To be done
Render all of the data below as a numbered list, leaving out any blank lines.

start Data extract

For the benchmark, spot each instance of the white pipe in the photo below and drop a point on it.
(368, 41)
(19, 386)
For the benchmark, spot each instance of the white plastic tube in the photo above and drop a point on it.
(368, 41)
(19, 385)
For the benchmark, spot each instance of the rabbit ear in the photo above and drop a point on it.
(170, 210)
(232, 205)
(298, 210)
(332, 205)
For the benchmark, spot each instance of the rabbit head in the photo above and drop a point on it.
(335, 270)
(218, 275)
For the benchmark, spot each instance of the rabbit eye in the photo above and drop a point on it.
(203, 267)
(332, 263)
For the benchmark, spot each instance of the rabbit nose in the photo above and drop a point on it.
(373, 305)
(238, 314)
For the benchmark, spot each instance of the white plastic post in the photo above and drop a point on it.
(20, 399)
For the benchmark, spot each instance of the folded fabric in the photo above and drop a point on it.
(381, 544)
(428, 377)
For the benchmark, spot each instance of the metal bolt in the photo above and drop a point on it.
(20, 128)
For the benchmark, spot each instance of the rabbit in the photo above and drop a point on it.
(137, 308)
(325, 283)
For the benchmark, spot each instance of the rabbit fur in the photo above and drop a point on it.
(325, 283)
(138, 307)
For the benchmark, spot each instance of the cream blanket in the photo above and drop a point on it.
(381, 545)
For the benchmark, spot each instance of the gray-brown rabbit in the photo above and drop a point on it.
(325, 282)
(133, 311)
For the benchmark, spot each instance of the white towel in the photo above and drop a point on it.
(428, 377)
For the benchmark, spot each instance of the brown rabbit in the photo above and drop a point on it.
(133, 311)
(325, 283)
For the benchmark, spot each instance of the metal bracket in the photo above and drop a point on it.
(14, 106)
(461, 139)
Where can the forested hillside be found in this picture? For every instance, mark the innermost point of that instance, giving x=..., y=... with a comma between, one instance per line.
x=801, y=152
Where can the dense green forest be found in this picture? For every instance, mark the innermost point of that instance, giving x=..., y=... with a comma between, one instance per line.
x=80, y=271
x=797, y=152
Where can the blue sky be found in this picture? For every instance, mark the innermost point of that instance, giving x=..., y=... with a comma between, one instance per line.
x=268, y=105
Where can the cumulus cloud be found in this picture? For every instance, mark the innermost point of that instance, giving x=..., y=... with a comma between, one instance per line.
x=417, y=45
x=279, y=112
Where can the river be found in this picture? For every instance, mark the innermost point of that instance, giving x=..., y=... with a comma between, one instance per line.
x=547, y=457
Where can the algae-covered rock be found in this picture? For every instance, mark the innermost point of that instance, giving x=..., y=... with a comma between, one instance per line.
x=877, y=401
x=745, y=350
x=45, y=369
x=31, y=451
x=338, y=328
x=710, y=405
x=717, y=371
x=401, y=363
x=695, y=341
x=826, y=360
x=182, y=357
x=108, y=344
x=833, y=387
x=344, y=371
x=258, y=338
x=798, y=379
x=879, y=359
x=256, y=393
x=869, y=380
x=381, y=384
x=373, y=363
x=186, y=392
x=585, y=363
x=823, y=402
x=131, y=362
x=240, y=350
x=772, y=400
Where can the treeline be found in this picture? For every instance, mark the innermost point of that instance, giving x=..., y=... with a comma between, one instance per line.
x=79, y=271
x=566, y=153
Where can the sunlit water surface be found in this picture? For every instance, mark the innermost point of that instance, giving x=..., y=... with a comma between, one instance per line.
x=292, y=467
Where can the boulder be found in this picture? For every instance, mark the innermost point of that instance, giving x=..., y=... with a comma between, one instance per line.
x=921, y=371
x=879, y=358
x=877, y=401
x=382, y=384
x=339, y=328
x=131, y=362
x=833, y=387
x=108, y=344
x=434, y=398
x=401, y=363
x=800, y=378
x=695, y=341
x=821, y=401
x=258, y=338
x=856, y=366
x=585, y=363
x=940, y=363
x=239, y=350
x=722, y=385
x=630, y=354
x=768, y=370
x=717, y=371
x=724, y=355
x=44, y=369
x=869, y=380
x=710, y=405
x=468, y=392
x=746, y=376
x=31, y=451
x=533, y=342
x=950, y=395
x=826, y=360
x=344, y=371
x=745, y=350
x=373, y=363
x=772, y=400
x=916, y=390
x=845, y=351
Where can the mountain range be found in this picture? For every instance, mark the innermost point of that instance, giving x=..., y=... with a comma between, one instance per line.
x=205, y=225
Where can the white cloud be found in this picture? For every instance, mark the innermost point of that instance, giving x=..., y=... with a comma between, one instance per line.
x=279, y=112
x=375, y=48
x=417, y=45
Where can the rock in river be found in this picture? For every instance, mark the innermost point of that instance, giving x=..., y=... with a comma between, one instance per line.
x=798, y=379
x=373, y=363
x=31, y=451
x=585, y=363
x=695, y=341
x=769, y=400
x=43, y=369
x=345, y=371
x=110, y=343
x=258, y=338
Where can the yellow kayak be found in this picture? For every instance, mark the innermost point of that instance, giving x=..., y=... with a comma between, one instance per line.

end Data extract

The answer
1. For the benchmark, spot each instance of the white pipe in the photo below and drop a point on it.
2. (368, 41)
3. (19, 386)
4. For the benchmark, spot each instance of the white plastic tube in the photo above and drop a point on it.
5. (368, 41)
6. (19, 385)
7. For the benchmark, spot each instance of the rabbit ear in the photo above and drop a point on it.
8. (170, 210)
9. (232, 205)
10. (298, 210)
11. (332, 205)
12. For the benchmark, spot each instance of the rabbit head in the photo above and drop a point on it.
13. (335, 270)
14. (218, 275)
15. For the benchmark, spot each instance of the rabbit eye in the photo above and drop a point on it.
16. (203, 267)
17. (332, 263)
18. For the benchmark, spot each instance of the rabbit nose in the photo above and drop a point on it.
19. (373, 305)
20. (238, 314)
21. For the benchmark, spot each instance of the white plastic post in the photo above and drop a point on it.
22. (20, 399)
23. For the benchmark, spot each instance of the folded fabric in the photo above and drop a point on it.
24. (381, 544)
25. (428, 377)
26. For the benchmark, spot each instance of the metal bolt in the photo above and drop a point on it.
27. (20, 128)
28. For the benchmark, spot each instance of the rabbit in the photo above and drop a point on it.
29. (137, 308)
30. (325, 283)
31. For the benchmark, spot each instance of the rabbit fur in the photo above and drop a point on it.
32. (325, 283)
33. (138, 307)
34. For the benchmark, spot each instance of the cream blanket in the photo above and drop a point on it.
35. (381, 545)
36. For the benchmark, spot each instance of the gray-brown rabbit in the photo above and drop a point on it.
37. (325, 282)
38. (133, 311)
39. For the benchmark, spot each instance of the white towel in the photo above and drop a point on it.
40. (428, 377)
41. For the benchmark, spot each instance of the brown rabbit in the photo above and drop a point on it.
42. (133, 311)
43. (325, 283)
44. For the benchmark, spot each instance of the metal bracket in the photo above and drop a point on it.
45. (14, 106)
46. (461, 139)
47. Where can the forested hillside be found in this picture? For every instance, mark the innermost point of that instance, giving x=..., y=... with a comma between, one instance per line.
48. x=801, y=152
49. Where can the dense green forest be found in this picture? For every instance, mark the innermost point of that instance, giving x=..., y=... with a comma between, one instance per line.
50. x=80, y=271
51. x=797, y=152
52. Where can the blue sky be found in this picture? For every instance, mark the innermost point of that instance, giving x=..., y=... with a comma between, one instance per line.
53. x=268, y=105
54. Where can the cumulus cloud be found in this picture? For every instance, mark the innermost point of that instance, giving x=..., y=... with a comma between, one instance per line.
55. x=417, y=45
56. x=279, y=112
57. Where can the river be found in this picture? For every instance, mark the innermost point of that instance, giving x=..., y=... with a comma between, one instance per line.
58. x=547, y=457
59. Where can the algae-covered rock be found in this picture? For every instance, mark the innermost point of that instance, giving x=..., y=... with a comma between, one instance per line.
60. x=877, y=401
61. x=745, y=350
62. x=45, y=369
63. x=31, y=451
64. x=338, y=328
65. x=710, y=405
66. x=717, y=371
67. x=401, y=363
68. x=695, y=341
69. x=826, y=360
70. x=182, y=357
71. x=108, y=344
72. x=833, y=387
73. x=344, y=371
74. x=258, y=338
75. x=798, y=379
76. x=879, y=359
77. x=256, y=393
78. x=869, y=380
79. x=381, y=384
80. x=373, y=363
81. x=186, y=392
82. x=585, y=363
83. x=823, y=402
84. x=131, y=362
85. x=240, y=350
86. x=772, y=400
87. Where can the treeline be found in this picture? For every instance, mark the innermost point of that instance, giving x=..., y=... with a comma between, one instance per line.
88. x=79, y=271
89. x=566, y=153
90. Where can the sunlit water surface be found in this picture? For every instance, mark the innermost point of that instance, giving x=..., y=... with a comma between, one instance per line.
91. x=292, y=467
92. Where can the boulder be found in this picture? For every instance, mark the innermost point of that instance, giving x=..., y=... with a comma between, one instance per line.
93. x=921, y=371
94. x=879, y=358
95. x=877, y=401
96. x=382, y=384
97. x=339, y=328
98. x=131, y=362
99. x=833, y=387
100. x=108, y=344
101. x=434, y=398
102. x=401, y=363
103. x=800, y=378
104. x=695, y=341
105. x=821, y=401
106. x=258, y=338
107. x=856, y=366
108. x=585, y=363
109. x=940, y=363
110. x=239, y=350
111. x=722, y=385
112. x=630, y=354
113. x=768, y=370
114. x=717, y=371
115. x=724, y=355
116. x=44, y=369
117. x=869, y=380
118. x=710, y=405
119. x=468, y=392
120. x=746, y=376
121. x=31, y=451
122. x=533, y=342
123. x=950, y=395
124. x=826, y=360
125. x=344, y=371
126. x=745, y=350
127. x=373, y=363
128. x=772, y=400
129. x=916, y=390
130. x=845, y=351
131. Where can the mountain range be found in this picture? For every instance, mark the innermost point of that instance, giving x=..., y=... with a comma between, one instance per line.
132. x=205, y=225
133. Where can the white cloud be found in this picture? For every instance, mark the innermost point of that instance, giving x=..., y=... with a comma between, one instance per line.
134. x=279, y=112
135. x=375, y=48
136. x=417, y=45
137. Where can the rock in river be found in this picture? For every instance, mark the innermost point of that instance, giving x=..., y=... with a comma between, one instance per line.
138. x=798, y=379
139. x=373, y=363
140. x=31, y=451
141. x=585, y=363
142. x=695, y=341
143. x=769, y=400
144. x=43, y=369
145. x=345, y=371
146. x=110, y=343
147. x=258, y=338
148. Where can the yellow kayak be found in this picture? For every instance, mark the innermost point of that instance, giving x=..., y=... with a comma between, one instance per line.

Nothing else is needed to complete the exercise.